• [Extract provided]:
Bug Description
The gateway MEDIA: extraction path can treat a MEDIA:/... string embedded inside serialized tool/search-result text as a real outbound attachment directive. In a Telegram gateway turn, this can cause an unrelated/stale image from prior session-search context to be sent as a native photo even though the final assistant reply did not intentionally attach anything.
This is distinct from existing MEDIA delivery issues such as:
Here the problem is the opposite direction: an internal/quoted MEDIA: occurrence can be over-extracted and delivered.
Observed Behavior
In a Telegram gateway session, after a long diagnostic turn involving session_search, the final visible answer contained no MEDIA: tag and no markdown image. However, the gateway still sent one photo attachment immediately after the answer.
Sanitized log shape:
response ready: platform=telegram ... response=1278 chars
Suppressing normal final send ... final delivery already confirmed (streamed=True ... content_delivered=True)

• [Material provided]:
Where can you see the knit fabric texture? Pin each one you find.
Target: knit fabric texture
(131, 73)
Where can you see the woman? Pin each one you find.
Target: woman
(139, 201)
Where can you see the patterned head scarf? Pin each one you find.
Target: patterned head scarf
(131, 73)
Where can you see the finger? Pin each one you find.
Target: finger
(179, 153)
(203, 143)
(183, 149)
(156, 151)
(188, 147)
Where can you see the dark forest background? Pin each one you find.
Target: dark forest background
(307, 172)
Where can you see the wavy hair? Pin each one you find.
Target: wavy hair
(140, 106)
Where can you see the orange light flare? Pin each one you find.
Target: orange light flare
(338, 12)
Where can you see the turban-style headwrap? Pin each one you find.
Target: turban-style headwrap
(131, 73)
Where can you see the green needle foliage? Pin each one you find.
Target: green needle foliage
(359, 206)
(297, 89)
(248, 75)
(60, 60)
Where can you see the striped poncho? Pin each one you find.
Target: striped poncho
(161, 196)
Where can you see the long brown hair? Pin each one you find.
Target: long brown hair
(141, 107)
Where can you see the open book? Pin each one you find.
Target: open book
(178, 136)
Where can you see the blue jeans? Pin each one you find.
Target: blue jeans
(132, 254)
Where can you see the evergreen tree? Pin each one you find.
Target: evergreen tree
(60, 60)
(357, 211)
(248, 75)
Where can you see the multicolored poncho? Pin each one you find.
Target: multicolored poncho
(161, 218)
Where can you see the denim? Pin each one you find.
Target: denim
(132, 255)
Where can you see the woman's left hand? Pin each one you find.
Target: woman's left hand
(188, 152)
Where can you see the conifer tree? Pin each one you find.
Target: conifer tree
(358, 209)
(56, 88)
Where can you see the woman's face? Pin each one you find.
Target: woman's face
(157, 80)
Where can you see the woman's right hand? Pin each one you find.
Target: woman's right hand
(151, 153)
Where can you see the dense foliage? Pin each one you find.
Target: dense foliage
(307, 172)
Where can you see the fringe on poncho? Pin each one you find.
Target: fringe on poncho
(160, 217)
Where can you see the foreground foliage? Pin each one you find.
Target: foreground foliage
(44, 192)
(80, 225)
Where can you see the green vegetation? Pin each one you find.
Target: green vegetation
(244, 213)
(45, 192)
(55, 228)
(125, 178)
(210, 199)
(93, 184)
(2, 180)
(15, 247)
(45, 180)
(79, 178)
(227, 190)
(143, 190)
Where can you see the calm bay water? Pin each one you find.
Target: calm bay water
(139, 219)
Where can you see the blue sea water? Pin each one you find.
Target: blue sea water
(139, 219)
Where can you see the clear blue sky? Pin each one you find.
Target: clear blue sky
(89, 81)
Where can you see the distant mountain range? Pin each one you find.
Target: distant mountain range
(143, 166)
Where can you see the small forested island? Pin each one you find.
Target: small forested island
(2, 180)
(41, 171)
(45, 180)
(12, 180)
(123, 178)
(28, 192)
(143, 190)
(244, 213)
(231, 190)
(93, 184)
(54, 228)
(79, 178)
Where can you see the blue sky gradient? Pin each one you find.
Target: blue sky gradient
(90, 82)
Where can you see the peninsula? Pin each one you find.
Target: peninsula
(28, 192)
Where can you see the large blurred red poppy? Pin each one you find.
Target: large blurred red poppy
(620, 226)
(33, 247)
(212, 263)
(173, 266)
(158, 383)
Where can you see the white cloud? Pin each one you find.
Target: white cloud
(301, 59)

• [Activity list]:
A. In the bug report on MEDIA: extraction, what did the gateway still send right after the final answer in the Telegram session?
B. Using the bug report on MEDIA: extraction, explain how an unrelated image could end up sent as a photo in a Telegram gateway turn.
C. Pick up the bug report on MEDIA: extraction after its last log line and keep writing it.
The records have nothing to do with what comes next.

• [Responses to the exercise]:
A. One photo attachment.

B. The gateway's MEDIA: extraction path can read a MEDIA:/... string sitting inside serialized tool or search-result text as a real outbound attachment directive. So an old image from earlier session-search context gets sent as a native photo, even though the final reply didn't mean to attach anything.

C.
Skipping unsafe MEDIA directive path outside allowed roots
Skipping unsafe MEDIA directive path outside allowed roots
Skipping unsafe MEDIA directive path outside allowed roots
[Telegram] Sending media group of 1 photo(s) (chunk 1/1)
The stored final assistant message contained no MEDIA: and no markdown image:
MEDIA occurrences []
markdown images []
But one of the tool results in the same turn contained a serialized historical search hit with an old media-delivery line, e.g.:
{"content":"... MEDIA:/Users/example/.hermes/media/generated/old-result.png\\n ..."}
That stale path was then interpreted as an attachment candidate and delivered if it passed media-path validation.
Minimal Reproduction Shape
Current extractor shape is too permissive because it can match MEDIA: inside serialized JSON/text, not just standalone final-response directives.
from gateway.platforms.base import BasePlatformAdapter
content = r'{"content":"previous reply MEDIA:/Users/example/.hermes/media/generated/stale.png\\nnot an attachment"}'
media, cleaned = BasePlatformAdapter.extract_media(content)
print(media)
Actual Behavior
extract_media() treats the embedded text as a real attachment directive and returns a media tuple for stale.png.
Expected Behavior
Only explicit outbound attachment directives should be extracted. A MEDIA: occurrence embedded inside JSON/tool results/quoted historical session text should remain plain text and should not trigger native upload.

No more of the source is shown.